Sun Microsystems, Inc.  Oracle System Handbook - ISO 7.0 May 2018 Internal/Partner Edition
   Home | Current Systems | Former STK Products | EOL Systems | Components | General Info | Search | Feedback

Asset ID: 1-71-1498053.1
Update Date:2016-12-19
Keywords:

Solution Type  Technical Instruction Sure

Solution  1498053.1 :   How to Decode Common Array Manager Alarms using the Event or Grid Code  


Related Items
  • Sun Storage 6580 Array
  •  
  • Sun Storage Common Array Manager (CAM)
  •  
  • Sun Storage 2540-M2 Array
  •  
  • Sun Storage 2510 Array
  •  
  • Sun Storage 6540 Array
  •  
  • Sun Storage 2540 Array
  •  
  • Sun Storage 6130 Array
  •  
  • Sun Storage 6180 Array
  •  
  • Sun Storage J4200 Array
  •  
  • Sun Storage J4400 Array
  •  
  • Sun Storage 6780 Array
  •  
  • Sun Storage 2530-M2 Array
  •  
  • Sun Storage 2530 Array
  •  
  • Sun Storage J4500 Array
  •  
  • Sun Storage 6140 Array
  •  
Related Categories
  • PLA-Support>Sun Systems>DISK>Disk Software>SN-DK: CAM
  •  


Provide details to decoding Event or Grid codes.

....

### CHALLENGE 1
Answer these questions from the handbook page on Common Array Manager alarms:
(a) What update date does it list?
(b) What solution number does it give?
(c) Which edition of the Oracle System Handbook is named at the top?
### CHALLENGE 2
From the handbook page on Common Array Manager alarms, extract the part that opens with the words containing "Solution  1498053.1 :   How" and closes with "Array Manager (CAM)".
### CHALLENGE 3
Continue the handbook page on Common Array Manager alarms from its final sentence.

### DATASET ROWS
....

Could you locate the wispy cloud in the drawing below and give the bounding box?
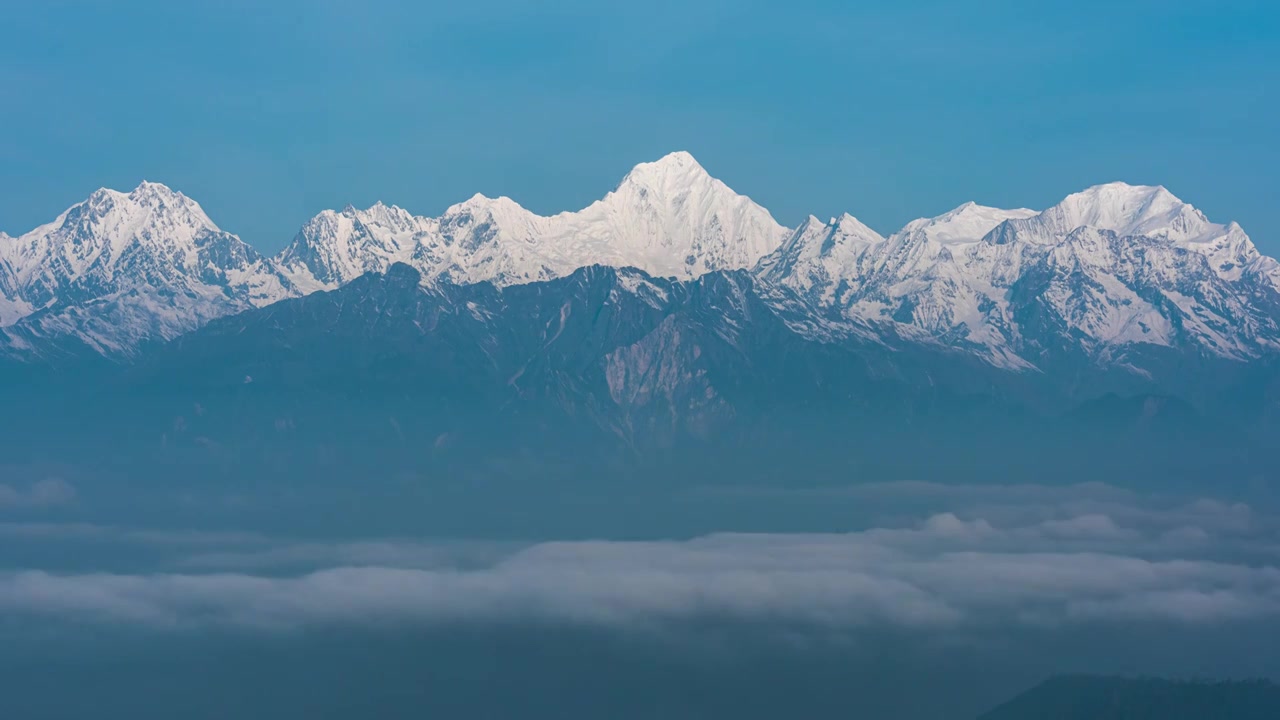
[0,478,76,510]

....

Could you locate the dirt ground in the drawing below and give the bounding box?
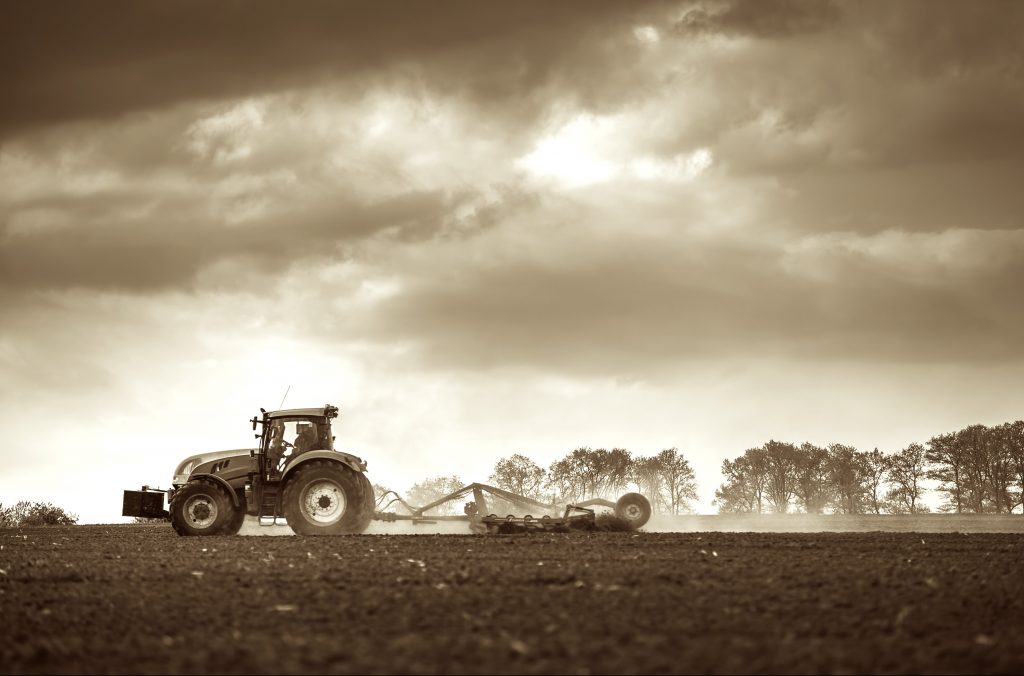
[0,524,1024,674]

....

### ANSWER 1
(a) 2016-12-19
(b) 1498053.1
(c) ISO 7.0 May 2018 Internal/Partner Edition

### ANSWER 2
Solution  1498053.1 :   How to Decode Common Array Manager Alarms using the Event or Grid Code  


Related Items
  • Sun Storage 6580 Array
  •  
  • Sun Storage Common Array Manager (CAM)

### ANSWER 3
Applies to:

Sun Storage 6140 Array - Version Not Applicable to Not Applicable [Release N/A]
Sun Storage 2530-M2 Array - Version Not Applicable to Not Applicable [Release N/A]
Sun Storage 2530 Array - Version Not Applicable to Not Applicable [Release N/A]
Sun Storage 2510 Array - Version Not Applicable to Not Applicable [Release N/A]
Sun Storage 6580 Array - Version Not Applicable to Not Applicable [Release N/A]
Information in this document applies to any platform.

Goal

This document will explain the format of Event Codes seen in arrays managed by Sun Storage Common Array Manager (CAM) as well as how to extract more information from this code.

Solution

CAM alarms contain useful information about problems that a given array may be seeing.  One of the components of the alarm is the "Grid Code" (also seen as the event code in other forms of the alarm).  Here is a typical alarm with the Grid Code highlighted:

Alarm ID   : alarm137
Description: Drive Tray.08.Drive.10 failed.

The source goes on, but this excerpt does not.